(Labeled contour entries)
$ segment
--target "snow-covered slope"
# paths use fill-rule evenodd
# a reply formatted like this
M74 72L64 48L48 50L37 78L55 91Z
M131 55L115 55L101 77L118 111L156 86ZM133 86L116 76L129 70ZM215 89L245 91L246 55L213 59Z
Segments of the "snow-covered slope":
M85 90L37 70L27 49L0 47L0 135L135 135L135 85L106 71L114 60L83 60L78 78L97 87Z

## PROBLEM REQUIREMENTS
Please repeat everything from the start of the records down to the line that contains "Segments of the", including both ends, without changing anything.

## TASK ANSWER
$ segment
--target "snow-covered slope"
# paths use fill-rule evenodd
# a reply formatted like this
M74 72L64 48L48 50L37 78L55 91Z
M131 55L115 55L101 77L118 111L156 86ZM133 86L116 76L129 70ZM215 89L245 91L246 55L213 59Z
Segments of the "snow-covered slope":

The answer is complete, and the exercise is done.